## [BEREITGESTELLTES MATERIAL]
--------------------
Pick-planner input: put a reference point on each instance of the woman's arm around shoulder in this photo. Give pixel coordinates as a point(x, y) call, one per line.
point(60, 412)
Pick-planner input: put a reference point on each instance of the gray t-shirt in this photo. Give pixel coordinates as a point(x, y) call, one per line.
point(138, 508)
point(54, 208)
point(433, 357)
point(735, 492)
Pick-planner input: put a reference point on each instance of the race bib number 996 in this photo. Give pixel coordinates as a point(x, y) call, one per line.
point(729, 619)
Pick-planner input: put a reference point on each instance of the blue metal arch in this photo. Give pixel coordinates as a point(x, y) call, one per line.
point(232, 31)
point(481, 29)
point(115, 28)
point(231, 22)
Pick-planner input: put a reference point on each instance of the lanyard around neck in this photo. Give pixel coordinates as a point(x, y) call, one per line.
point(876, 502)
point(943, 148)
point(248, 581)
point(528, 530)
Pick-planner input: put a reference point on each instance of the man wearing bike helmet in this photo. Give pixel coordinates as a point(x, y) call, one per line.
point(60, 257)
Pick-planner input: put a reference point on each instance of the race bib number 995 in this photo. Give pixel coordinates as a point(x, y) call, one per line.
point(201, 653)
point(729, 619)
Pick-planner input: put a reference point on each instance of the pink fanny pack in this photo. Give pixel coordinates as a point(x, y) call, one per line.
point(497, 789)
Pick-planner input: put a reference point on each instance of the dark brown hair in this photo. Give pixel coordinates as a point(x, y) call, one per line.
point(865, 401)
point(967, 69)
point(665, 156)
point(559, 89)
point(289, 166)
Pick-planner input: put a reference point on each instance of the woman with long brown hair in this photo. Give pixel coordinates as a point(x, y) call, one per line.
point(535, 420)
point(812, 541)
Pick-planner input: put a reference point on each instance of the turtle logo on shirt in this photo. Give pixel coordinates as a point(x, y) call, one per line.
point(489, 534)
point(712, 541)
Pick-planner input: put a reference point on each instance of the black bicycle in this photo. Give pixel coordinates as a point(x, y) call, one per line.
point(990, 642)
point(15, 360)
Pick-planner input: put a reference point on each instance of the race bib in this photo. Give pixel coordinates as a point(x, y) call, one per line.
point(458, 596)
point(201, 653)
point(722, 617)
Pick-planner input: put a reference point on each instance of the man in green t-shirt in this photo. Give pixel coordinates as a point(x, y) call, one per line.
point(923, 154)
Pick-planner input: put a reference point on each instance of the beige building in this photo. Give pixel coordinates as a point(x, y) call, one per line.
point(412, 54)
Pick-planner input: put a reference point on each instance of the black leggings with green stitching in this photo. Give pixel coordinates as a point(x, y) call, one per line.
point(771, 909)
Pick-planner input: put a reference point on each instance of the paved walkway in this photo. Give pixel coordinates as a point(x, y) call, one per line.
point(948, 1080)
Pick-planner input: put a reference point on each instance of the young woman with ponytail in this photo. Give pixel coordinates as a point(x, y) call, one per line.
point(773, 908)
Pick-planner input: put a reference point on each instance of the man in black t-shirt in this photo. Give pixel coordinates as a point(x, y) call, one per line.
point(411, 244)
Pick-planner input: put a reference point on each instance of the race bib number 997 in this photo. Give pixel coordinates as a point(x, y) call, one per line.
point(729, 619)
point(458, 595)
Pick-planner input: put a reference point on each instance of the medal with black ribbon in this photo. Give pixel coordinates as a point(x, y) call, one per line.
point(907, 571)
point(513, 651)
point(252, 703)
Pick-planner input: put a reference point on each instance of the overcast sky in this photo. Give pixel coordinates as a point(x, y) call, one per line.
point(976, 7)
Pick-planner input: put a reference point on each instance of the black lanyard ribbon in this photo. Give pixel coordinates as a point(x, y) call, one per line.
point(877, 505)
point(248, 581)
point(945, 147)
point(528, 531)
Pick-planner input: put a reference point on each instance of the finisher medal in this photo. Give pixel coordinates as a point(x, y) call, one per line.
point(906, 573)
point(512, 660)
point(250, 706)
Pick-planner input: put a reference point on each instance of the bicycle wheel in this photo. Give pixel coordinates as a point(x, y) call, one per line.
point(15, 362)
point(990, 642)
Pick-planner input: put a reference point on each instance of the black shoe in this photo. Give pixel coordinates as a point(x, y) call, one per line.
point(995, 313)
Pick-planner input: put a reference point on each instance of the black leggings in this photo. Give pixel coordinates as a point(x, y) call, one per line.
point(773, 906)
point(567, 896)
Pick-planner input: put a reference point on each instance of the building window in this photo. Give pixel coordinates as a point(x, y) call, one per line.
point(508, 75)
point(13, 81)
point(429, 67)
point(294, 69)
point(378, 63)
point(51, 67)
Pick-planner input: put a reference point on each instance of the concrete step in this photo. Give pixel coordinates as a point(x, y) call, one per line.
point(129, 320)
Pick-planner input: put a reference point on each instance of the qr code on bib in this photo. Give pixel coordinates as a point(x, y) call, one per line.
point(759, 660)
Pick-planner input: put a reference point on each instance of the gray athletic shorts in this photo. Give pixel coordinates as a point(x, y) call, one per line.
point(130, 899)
--------------------
## [DEINE AUFGABE]
Gib die Datensätze zwischen der Zeile mit „bib number 996“ und der Zeile mit „point(60, 257)“, beide einschließlich, als CSV mit den zwei Spalten „eingabe“ und „ausgabe“ wieder. Jeder Datensatz wird eine Zeile mit Text und zugehöriger Antwort, jedes Feld steht in Anführungszeichen und Zeilenumbrüche werden zu Leerzeichen.

## [VOLLSTÄNDIGE LÖSUNG]
eingabe,ausgabe
"Pick-planner input: put a reference point on each instance of the race bib number 996 in this photo. Give pixel coordinates as a point(x, y) call, one per line.","point(729, 619)"
"Pick-planner input: put a reference point on each instance of the blue metal arch in this photo. Give pixel coordinates as a point(x, y) call, one per line.","point(232, 31) point(481, 29) point(115, 28) point(231, 22)"
"Pick-planner input: put a reference point on each instance of the lanyard around neck in this photo. Give pixel coordinates as a point(x, y) call, one per line.","point(876, 502) point(943, 148) point(248, 581) point(528, 530)"
"Pick-planner input: put a reference point on each instance of the man wearing bike helmet in this photo. Give pixel coordinates as a point(x, y) call, one per line.","point(60, 257)"